TASK SET:
A – In the article about the UCLA violinist, at which venue did she open the 2013 American Music Awards?
B – List every performance or recording credit the article about the UCLA violinist says she earned while studying at UCLA.
C – Extend the article about the UCLA violinist by a few paragraphs, picking up after its last sentence.

TEXT UNDER STUDY:
↓

Violinist creates philanthropic pop ensemble of UCLA musicians

UCLA alumna Yasmeen Al-Mazeedi has opened for the 2013 American Music Awards, recorded with Oscar-winning film score composer Hans Zimmer and played alongside Jason Derulo. Al-Mazeedi now plans to create her own philanthropy-based contemporary music ensemble. (Keila Mayberry/Daily Bruin)

Yasmeen Al-Mazeedi strode across the stage of L.A. Live’s Nokia Theatre, violin in hand, illuminated by the lights, sounds and colors of the stage. As the opener for the 2013 American Music Awards, Al-Mazeedi was among the first performers to be heard that night.

Al-Mazeedi was only a third-year student at UCLA at the time. As well as performing at the American Music Awards, the 2015 alumna recorded with Oscar-winning film score composer Hans Zimmer and played alongside pop singer Jason Derulo while studying at UCLA.

Since completing these gigs, Al-Mazeedi said she plans to move forward to pop music by starting a philanthropy-based contemporary music ensemble made up exclusively of UCLA instrumentalists. The group’s name, she said, is still in the works.

↑

DATA EXTRACTS:

↓

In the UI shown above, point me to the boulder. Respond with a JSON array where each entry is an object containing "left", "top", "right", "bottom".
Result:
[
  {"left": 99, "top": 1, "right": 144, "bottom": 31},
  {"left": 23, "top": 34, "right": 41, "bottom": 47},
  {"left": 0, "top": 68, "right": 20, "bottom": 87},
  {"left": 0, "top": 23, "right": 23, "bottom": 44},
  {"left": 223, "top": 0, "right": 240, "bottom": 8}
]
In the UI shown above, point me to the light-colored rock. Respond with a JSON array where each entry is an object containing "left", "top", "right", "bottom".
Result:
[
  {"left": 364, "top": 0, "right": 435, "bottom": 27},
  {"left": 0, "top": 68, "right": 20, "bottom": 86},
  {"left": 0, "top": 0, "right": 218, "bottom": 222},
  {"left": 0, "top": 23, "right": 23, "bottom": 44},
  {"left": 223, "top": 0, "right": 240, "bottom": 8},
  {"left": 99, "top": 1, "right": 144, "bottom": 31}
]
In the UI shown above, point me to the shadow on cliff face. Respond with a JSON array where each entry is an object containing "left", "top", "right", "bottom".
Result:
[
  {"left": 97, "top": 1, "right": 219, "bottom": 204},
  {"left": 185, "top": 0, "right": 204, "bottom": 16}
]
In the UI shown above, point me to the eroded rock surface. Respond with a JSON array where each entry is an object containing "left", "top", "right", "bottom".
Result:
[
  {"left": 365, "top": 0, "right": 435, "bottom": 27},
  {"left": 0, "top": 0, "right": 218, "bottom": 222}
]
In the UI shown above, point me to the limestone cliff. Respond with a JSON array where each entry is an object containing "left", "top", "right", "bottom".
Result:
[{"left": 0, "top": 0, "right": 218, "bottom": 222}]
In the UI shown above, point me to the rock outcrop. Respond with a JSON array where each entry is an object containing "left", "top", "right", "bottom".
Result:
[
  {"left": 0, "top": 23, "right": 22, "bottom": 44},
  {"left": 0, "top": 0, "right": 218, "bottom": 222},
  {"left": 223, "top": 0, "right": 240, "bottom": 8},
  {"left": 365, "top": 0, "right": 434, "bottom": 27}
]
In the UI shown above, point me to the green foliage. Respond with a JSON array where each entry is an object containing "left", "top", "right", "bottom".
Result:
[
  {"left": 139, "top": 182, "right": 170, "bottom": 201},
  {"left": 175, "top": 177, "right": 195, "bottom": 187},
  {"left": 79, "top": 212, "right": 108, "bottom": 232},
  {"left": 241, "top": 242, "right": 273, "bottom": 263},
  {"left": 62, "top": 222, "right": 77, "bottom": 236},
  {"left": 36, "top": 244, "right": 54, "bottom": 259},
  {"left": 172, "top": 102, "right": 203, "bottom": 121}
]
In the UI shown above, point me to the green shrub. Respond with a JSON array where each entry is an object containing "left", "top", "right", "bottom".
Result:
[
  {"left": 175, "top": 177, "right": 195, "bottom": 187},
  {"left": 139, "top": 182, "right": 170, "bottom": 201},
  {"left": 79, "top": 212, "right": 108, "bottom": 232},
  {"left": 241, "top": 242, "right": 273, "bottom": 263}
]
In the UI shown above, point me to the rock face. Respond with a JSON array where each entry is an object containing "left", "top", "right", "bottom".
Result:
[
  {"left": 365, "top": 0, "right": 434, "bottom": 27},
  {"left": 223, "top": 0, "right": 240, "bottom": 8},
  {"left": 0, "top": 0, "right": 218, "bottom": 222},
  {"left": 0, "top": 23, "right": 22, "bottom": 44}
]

↑

SOLVED PROBLEMS:
A – L.A. Live's Nokia Theatre

B –
- Opened the 2013 American Music Awards
- Recorded with Oscar-winning film score composer Hans Zimmer
- Played alongside pop singer Jason Derulo

C –
Al-Mazeedi said that it was during a performance at a nursing home while she was a UCLA student that she realized how much of a difference she could make with music. She said when she played her violin for one woman with Alzheimer’s, the patient’s eyes lit up as she suddenly recovered a pleasant memory.

“That’s when it really hit me,” Al-Mazeedi said. “I can do something with my music.”

Being at UCLA also gave Al-Mazeedi an entryway into her first pop performance as a violinist in the opener of the 2013 American Music Awards. Through a friend at UCLA, Al-Mazeedi said she met and began making videos with YouTube-famous musicians Kurt Hugo Schneider and Sam Tsui, who in turn recommended the violinist for the opening act to the Coca-Cola sponsors of the award show.

“(The American Music Awards) were where things started to snowball,” Al-Mazeedi said.

From there, Al-Mazeedi said she began performing in music videos and in recording studios. The same year as her American Music Awards debut, she said she was invited to record on Jason Derulo’s song “The Other Side” and at composer Hans Zimmer’s Santa Monica studio for an upcoming film project.

Al-Mazeedi said her experiences gave her the realization that her music could have an impact beyond just entertainment. The violinist then began reaching out to her network of UCLA-based musician friends to put together an ensemble of an electric string quintet, synth, drums and guitar, with Al-Mazeedi on electric violin and vocals.

Though the exact platform hasn’t yet been finalized, Al-Mazeedi said she also plans for her ensemble to play for philanthropic causes. She said she wants to do fieldwork performing for victims of sex trafficking or mental health patients.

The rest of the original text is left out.